>> BEGIN Supplied records
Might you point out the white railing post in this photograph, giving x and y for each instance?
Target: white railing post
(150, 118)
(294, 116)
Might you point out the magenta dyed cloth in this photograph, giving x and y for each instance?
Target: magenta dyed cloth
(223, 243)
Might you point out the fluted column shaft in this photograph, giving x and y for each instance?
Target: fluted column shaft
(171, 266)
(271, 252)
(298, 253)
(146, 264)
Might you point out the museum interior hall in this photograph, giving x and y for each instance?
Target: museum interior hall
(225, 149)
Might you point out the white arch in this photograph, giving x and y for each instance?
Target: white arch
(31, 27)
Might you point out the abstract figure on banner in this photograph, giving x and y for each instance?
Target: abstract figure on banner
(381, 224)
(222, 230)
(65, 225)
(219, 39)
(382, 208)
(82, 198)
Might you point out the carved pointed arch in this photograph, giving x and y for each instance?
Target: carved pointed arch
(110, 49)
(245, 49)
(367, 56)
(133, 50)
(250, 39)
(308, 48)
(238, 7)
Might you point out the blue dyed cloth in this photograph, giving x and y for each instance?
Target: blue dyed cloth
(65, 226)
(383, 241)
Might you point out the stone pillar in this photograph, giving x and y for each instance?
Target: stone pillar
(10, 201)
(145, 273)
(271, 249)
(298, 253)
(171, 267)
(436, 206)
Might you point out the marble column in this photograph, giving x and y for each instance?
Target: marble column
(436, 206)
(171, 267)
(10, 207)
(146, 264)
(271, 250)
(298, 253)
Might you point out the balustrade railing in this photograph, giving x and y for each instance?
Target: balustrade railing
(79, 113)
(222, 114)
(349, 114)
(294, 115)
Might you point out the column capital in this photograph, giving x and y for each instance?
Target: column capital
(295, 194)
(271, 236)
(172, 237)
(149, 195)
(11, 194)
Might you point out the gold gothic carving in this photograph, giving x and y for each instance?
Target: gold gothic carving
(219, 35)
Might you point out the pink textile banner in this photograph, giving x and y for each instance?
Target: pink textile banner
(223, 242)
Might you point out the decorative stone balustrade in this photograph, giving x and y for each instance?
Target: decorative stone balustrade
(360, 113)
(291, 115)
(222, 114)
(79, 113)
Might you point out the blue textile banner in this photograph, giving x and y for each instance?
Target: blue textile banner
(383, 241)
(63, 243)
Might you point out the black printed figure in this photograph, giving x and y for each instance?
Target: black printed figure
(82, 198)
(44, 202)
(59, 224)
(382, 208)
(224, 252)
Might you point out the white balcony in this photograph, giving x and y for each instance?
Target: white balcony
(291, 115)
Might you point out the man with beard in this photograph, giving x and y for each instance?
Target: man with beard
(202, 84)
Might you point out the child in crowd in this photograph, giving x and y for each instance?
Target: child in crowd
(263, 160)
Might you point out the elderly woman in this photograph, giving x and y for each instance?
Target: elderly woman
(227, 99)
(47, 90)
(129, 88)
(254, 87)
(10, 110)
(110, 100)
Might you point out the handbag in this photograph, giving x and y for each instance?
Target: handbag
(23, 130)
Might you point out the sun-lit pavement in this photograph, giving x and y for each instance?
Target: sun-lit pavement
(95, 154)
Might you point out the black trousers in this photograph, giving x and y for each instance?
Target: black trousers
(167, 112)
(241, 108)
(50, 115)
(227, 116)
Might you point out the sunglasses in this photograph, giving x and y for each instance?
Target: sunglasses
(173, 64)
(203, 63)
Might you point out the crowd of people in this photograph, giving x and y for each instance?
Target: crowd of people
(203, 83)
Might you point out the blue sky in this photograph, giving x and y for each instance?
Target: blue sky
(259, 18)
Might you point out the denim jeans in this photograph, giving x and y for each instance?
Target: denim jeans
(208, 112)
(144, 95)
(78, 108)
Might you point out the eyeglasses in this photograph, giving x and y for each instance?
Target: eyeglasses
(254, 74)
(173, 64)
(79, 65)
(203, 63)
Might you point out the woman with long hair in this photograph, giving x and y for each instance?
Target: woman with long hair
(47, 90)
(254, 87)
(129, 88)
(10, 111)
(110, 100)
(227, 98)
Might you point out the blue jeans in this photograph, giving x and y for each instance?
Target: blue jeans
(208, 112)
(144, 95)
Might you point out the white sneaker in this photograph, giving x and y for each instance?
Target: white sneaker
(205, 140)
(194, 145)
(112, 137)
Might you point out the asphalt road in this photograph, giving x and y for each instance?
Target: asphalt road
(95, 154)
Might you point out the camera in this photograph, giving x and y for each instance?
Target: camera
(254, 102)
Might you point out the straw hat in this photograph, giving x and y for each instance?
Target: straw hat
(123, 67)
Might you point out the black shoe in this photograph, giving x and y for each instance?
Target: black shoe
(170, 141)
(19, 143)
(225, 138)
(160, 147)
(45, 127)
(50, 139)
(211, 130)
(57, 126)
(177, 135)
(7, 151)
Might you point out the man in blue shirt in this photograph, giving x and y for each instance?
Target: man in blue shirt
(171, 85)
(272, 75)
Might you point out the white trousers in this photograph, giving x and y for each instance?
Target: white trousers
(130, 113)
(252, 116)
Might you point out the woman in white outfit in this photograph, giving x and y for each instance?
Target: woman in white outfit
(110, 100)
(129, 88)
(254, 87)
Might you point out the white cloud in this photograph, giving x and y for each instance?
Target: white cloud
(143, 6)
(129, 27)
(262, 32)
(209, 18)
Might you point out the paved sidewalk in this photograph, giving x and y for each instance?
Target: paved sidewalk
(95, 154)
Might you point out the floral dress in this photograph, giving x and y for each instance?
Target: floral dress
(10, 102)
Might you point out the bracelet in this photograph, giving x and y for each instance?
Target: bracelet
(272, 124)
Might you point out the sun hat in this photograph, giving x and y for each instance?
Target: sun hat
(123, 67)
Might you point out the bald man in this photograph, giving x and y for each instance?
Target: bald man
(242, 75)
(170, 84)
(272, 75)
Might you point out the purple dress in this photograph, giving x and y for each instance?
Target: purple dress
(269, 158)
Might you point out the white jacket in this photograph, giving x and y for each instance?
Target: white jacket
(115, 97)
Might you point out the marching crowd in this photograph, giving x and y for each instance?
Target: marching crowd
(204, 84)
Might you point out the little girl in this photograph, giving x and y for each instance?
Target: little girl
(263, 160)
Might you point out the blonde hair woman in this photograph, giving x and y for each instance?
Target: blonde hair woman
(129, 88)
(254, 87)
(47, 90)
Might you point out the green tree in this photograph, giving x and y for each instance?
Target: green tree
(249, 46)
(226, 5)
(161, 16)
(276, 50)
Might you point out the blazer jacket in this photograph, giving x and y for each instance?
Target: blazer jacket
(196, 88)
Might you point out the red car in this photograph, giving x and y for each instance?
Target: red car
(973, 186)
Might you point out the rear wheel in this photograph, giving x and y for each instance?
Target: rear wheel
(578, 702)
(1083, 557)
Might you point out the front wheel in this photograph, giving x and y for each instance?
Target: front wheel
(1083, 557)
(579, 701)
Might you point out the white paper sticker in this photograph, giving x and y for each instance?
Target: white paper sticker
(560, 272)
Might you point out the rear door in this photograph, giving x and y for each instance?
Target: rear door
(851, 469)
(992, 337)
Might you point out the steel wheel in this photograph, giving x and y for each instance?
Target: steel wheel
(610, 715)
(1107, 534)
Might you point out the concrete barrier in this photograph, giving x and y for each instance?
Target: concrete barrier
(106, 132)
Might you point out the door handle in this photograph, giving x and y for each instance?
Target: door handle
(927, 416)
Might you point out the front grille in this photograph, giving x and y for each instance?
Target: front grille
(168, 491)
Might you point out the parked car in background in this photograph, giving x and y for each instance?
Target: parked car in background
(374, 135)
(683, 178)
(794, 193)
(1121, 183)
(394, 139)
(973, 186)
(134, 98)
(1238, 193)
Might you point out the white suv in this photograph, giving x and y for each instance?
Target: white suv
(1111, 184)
>> END Supplied records
Rewrite the material from the line that contains "Might you point out the white paper" through the line that contains "(1107, 534)", changing "steel wheel" to "alloy wheel" and keeping everything else the same.

Might you point out the white paper sticker in this photograph, giving x and y for each instance?
Target: white paper sticker
(560, 272)
Might you point out the rear door in this photograph, giving x and y for each instance?
Target: rear door
(851, 469)
(992, 337)
Might you point out the alloy wheel in this photograph, giving x and y for each instance?
Target: alloy wheel
(610, 715)
(1107, 534)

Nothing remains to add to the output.